Have you ever heard of the Jukes and the Kallikaks? I jokingly used the phrase recently, but the listener had no idea what I was talking about. As I remember, we were taught about them in high school, Miss Straley’s social studies class, to be exact.
Both “Jukes” and “Kallikaks” are pseudonyms for families whose genetics were studied at the end of the 19th century. The Jukes illustrated the inheritance of criminality and the Kallikaks of feeble-mindedness (“feeble-minded” was the catch-all phrase used in those days for various forms of mental retardation and learning disabilities).

- [Supplied information]:

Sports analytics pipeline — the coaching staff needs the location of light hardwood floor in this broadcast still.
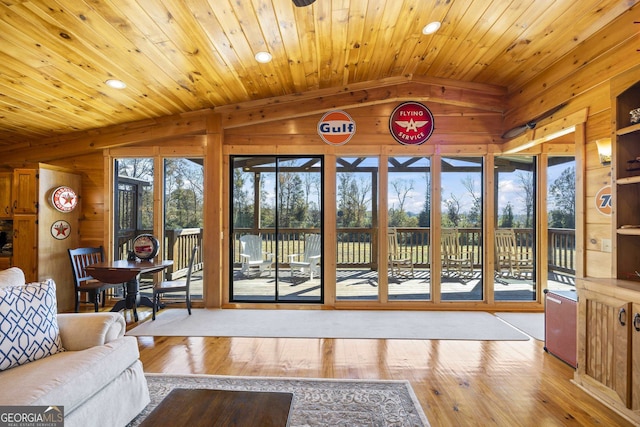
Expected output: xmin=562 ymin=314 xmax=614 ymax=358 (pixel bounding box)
xmin=125 ymin=308 xmax=632 ymax=427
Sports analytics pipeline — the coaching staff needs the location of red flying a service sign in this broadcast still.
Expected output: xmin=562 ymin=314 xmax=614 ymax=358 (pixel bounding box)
xmin=389 ymin=101 xmax=435 ymax=145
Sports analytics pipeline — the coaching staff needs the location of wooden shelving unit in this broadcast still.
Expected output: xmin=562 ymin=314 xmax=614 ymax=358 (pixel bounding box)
xmin=575 ymin=67 xmax=640 ymax=425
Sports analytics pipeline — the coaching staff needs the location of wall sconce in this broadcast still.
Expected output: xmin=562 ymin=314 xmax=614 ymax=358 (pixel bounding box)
xmin=596 ymin=138 xmax=611 ymax=166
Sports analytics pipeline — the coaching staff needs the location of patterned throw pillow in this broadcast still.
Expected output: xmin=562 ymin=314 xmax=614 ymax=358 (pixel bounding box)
xmin=0 ymin=279 xmax=64 ymax=371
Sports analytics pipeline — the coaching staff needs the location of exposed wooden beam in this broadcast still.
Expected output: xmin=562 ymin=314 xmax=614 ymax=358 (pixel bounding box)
xmin=502 ymin=108 xmax=589 ymax=154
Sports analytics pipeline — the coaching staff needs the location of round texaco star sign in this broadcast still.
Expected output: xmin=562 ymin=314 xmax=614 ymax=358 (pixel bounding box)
xmin=51 ymin=220 xmax=71 ymax=240
xmin=51 ymin=186 xmax=78 ymax=212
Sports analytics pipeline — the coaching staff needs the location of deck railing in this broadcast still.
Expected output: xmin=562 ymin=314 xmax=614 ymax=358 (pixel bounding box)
xmin=233 ymin=227 xmax=575 ymax=274
xmin=116 ymin=228 xmax=203 ymax=280
xmin=118 ymin=227 xmax=576 ymax=280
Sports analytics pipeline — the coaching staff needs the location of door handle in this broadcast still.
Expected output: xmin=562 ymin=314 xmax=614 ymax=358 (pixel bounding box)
xmin=618 ymin=308 xmax=627 ymax=326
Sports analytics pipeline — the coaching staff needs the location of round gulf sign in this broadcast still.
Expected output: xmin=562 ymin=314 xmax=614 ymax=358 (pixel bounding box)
xmin=389 ymin=101 xmax=434 ymax=145
xmin=595 ymin=185 xmax=613 ymax=216
xmin=318 ymin=110 xmax=356 ymax=145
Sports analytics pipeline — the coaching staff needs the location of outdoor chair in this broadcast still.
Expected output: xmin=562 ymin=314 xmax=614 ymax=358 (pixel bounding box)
xmin=289 ymin=234 xmax=322 ymax=280
xmin=151 ymin=245 xmax=198 ymax=320
xmin=68 ymin=246 xmax=125 ymax=313
xmin=440 ymin=228 xmax=473 ymax=279
xmin=387 ymin=229 xmax=413 ymax=277
xmin=240 ymin=234 xmax=274 ymax=276
xmin=495 ymin=228 xmax=533 ymax=278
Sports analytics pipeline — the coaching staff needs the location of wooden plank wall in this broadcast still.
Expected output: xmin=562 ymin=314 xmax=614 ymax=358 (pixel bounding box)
xmin=3 ymin=9 xmax=640 ymax=305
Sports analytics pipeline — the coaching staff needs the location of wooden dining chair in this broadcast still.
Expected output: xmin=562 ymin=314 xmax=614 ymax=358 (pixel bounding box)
xmin=151 ymin=245 xmax=198 ymax=320
xmin=68 ymin=246 xmax=124 ymax=313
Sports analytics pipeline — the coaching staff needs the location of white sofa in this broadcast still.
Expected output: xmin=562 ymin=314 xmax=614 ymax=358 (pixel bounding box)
xmin=0 ymin=268 xmax=149 ymax=427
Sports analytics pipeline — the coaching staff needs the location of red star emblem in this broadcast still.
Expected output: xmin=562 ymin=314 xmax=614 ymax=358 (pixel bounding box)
xmin=53 ymin=224 xmax=69 ymax=236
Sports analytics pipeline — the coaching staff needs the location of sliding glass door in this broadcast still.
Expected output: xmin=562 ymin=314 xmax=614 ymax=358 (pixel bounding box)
xmin=230 ymin=156 xmax=324 ymax=303
xmin=112 ymin=157 xmax=205 ymax=299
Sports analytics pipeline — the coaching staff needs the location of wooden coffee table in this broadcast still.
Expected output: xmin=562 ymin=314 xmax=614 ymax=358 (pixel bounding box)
xmin=140 ymin=388 xmax=293 ymax=427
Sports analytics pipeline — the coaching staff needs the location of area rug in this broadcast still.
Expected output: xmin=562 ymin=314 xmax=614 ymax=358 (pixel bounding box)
xmin=496 ymin=313 xmax=545 ymax=341
xmin=129 ymin=374 xmax=429 ymax=427
xmin=127 ymin=308 xmax=529 ymax=341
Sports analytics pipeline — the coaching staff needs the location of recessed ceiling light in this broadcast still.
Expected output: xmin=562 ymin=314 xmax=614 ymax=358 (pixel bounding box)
xmin=104 ymin=79 xmax=127 ymax=89
xmin=422 ymin=21 xmax=441 ymax=34
xmin=256 ymin=51 xmax=273 ymax=64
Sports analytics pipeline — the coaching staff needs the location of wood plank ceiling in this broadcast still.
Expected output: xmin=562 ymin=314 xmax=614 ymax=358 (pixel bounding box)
xmin=0 ymin=0 xmax=638 ymax=148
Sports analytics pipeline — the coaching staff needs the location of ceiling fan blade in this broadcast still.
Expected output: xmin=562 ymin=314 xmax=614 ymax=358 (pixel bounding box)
xmin=293 ymin=0 xmax=316 ymax=7
xmin=502 ymin=102 xmax=567 ymax=139
xmin=529 ymin=102 xmax=567 ymax=123
xmin=502 ymin=123 xmax=536 ymax=139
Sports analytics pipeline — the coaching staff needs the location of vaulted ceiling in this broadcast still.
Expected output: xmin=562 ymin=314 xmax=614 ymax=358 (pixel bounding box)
xmin=0 ymin=0 xmax=638 ymax=147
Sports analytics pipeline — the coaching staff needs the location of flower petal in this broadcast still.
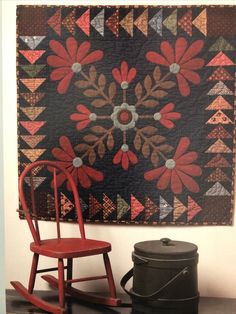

- [Tasks for this exercise]:
1: In the passage on the Jukes and the Kallikaks, what inherited trait did the Kallikaks illustrate?
2: Continue the passage on the Jukes and the Kallikaks from the point where it stops.

- [Per-task answers]:
1: Feeble-mindedness

2:
The study of the Kallikaks, a family from the nearby Vineland, NJ, area (not surprising if you know Vineland), was the most famous and was published in 1912. The fictitious name “Kallikak” was derived by combining the Greek words for good and bad. A Revolutionary War officer on his way home to Boston had a dalliance with a feeble-minded South Jersey barmaid and then continued home where he married a society woman and began his official family that eventually produced many illustrious doctors, ministers, and civic leaders. The dalliance with the barmaid, however, produced a child whose descendents contained a long list of mental defectives that had to be institutionalized. The studies were well known enough that the phrase “Jukes and Kallikaks” was used to refer to inbred rural families, such as those depicted in the creepy movie “Deliverance” that starred Burt Reynolds as the leader of a group of city friends on a hunting trip in Appalachia.
Of course the phrase and even the studies are now way, way, politically incorrect, but if no one remembers the reference, no one is offended.